Begin Records shown
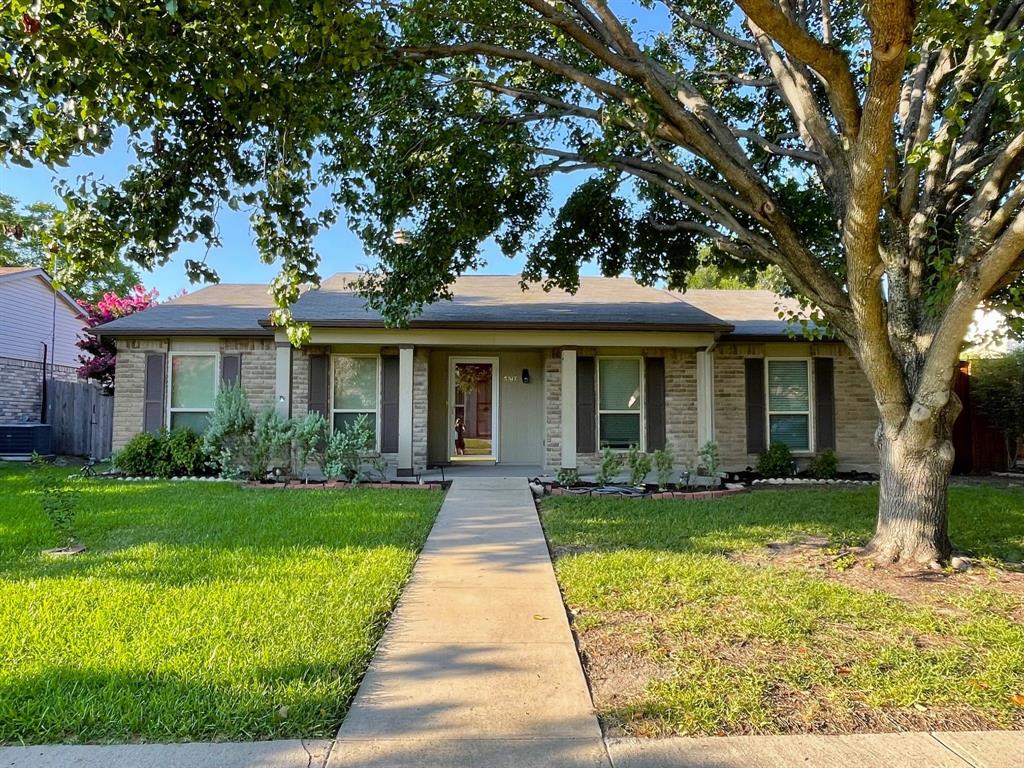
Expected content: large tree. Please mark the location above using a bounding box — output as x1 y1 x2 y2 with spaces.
0 0 1024 564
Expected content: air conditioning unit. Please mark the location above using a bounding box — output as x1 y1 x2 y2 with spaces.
0 424 53 460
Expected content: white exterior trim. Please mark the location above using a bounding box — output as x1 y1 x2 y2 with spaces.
398 347 415 474
764 357 815 456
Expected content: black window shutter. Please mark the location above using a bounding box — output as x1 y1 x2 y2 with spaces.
644 357 665 451
142 352 167 432
220 354 242 386
743 357 767 454
814 357 836 451
309 354 331 419
577 357 597 454
381 355 398 454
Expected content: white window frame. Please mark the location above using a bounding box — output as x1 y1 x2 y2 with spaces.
166 350 221 429
594 354 647 453
331 352 381 454
765 357 815 456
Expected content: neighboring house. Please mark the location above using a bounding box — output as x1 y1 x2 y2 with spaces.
0 266 86 423
96 274 877 475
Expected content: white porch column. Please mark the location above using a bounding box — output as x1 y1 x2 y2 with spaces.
561 349 577 469
697 349 715 447
273 341 292 419
398 346 415 477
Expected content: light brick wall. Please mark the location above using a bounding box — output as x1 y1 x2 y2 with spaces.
0 357 78 424
114 337 276 451
714 343 879 471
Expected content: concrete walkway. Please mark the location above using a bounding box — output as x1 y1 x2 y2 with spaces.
328 477 608 768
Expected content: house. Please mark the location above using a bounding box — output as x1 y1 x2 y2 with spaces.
97 273 877 475
0 266 86 424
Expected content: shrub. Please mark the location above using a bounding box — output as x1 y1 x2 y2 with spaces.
157 428 211 477
324 414 374 482
203 384 256 477
113 432 162 476
247 407 295 479
654 449 675 490
594 447 623 485
32 454 78 547
807 449 839 480
292 411 327 477
758 442 797 477
627 445 650 487
696 440 721 477
555 467 580 487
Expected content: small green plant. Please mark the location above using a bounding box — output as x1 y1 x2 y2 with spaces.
807 449 839 480
696 440 721 477
203 384 256 477
758 442 797 477
292 411 327 477
626 445 650 487
248 407 295 480
324 414 374 483
31 454 78 548
555 467 580 488
654 449 675 490
594 447 623 485
113 432 161 476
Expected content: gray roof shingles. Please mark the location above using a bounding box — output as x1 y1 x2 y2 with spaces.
96 272 792 336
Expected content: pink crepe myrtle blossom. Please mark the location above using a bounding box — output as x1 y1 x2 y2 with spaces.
77 285 157 394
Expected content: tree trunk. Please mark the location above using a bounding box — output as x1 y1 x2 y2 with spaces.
866 415 958 568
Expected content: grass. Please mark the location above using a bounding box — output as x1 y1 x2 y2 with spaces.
543 487 1024 735
0 465 441 743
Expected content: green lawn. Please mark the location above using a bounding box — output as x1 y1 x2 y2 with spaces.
End Records shown
Please print every line of the records above word for word, leaving out the pictures.

Expected content: large tree. Please mark the location above using a bounding box — output as x1 y1 x2 y2 with spaces.
0 0 1024 564
Expected content: air conditioning unit. Please mark the location above using a bounding box — output as x1 y1 x2 y2 with spaces.
0 424 53 460
Expected content: white exterior trim. Please mark the location above using a bounding box — output as x1 y1 x2 y2 with spaces.
398 347 415 474
764 357 815 456
Expected content: black window shutter. Please mark the location above using a bounding box — output as x1 y1 x2 y2 with spaces.
644 357 665 451
142 352 167 432
220 354 242 386
743 357 767 454
814 357 836 451
309 354 331 419
577 357 597 454
381 355 398 454
Expected content: white window frame. Please mark the location above using a bounding box — output as x1 y1 x2 y2 with spaces.
166 350 221 429
594 354 647 453
331 352 381 454
765 357 815 456
Expected content: neighboring house. Please mark the location above using a bounding box — output as x1 y1 x2 y2 with spaces.
0 266 86 423
96 274 877 475
Expected content: white porch column. Please mark the location above using a bounding box — output as x1 y1 x2 y2 with spaces.
561 349 577 469
697 349 715 447
273 341 292 419
398 346 415 477
Expected content: light brick wall. Please mark the location above using a bounding box — output as x1 y1 x2 y2 with spaces.
0 357 78 424
114 337 276 451
714 343 879 471
Expected content: concrete walkway. Please mark the location above using a bounding box — output as x1 y1 x2 y2 with spaces.
328 477 608 768
Expected content: house. Please mark the location above using a bounding box — output as x1 y1 x2 y2 with spaces.
97 273 877 475
0 266 86 424
Expected content: shrub. Please mark the location above using a bounding box — output as x1 y1 x2 y2 with spaces.
157 428 211 477
324 414 374 482
203 384 256 477
113 432 162 476
247 407 295 479
654 449 675 490
594 447 623 485
32 454 78 547
807 449 839 480
292 411 327 477
758 442 797 477
627 445 650 487
696 440 721 477
555 467 580 487
Expected content: small green plant. Please mark the location above using a bounding box — output as x1 y1 x2 y2 with spaces.
807 449 839 480
696 440 721 477
203 384 256 477
758 442 797 477
292 411 327 477
626 445 650 487
248 407 295 480
324 414 374 483
31 454 78 548
555 467 580 488
654 449 675 490
594 447 623 485
113 432 161 476
Expected content: gray roof shingles. Please mark the location above using a bounding box — output as x1 y1 x2 y2 with spaces.
96 272 792 336
Expected content: pink crepe myrtle blossom. Please mark the location above using a bounding box — output as x1 y1 x2 y2 with spaces.
77 285 157 394
Expected content: tree trunk. Please mark the location above using a bounding box — output as x1 y1 x2 y2 with spaces.
866 415 958 568
Expected content: grass. Please mark the location above using a bounding box — output as x1 y1 x2 y2 with spaces.
543 487 1024 735
0 465 441 743
Expected content: green lawn. Please mark the location above using a bounding box — output as x1 y1 x2 y2 with spaces.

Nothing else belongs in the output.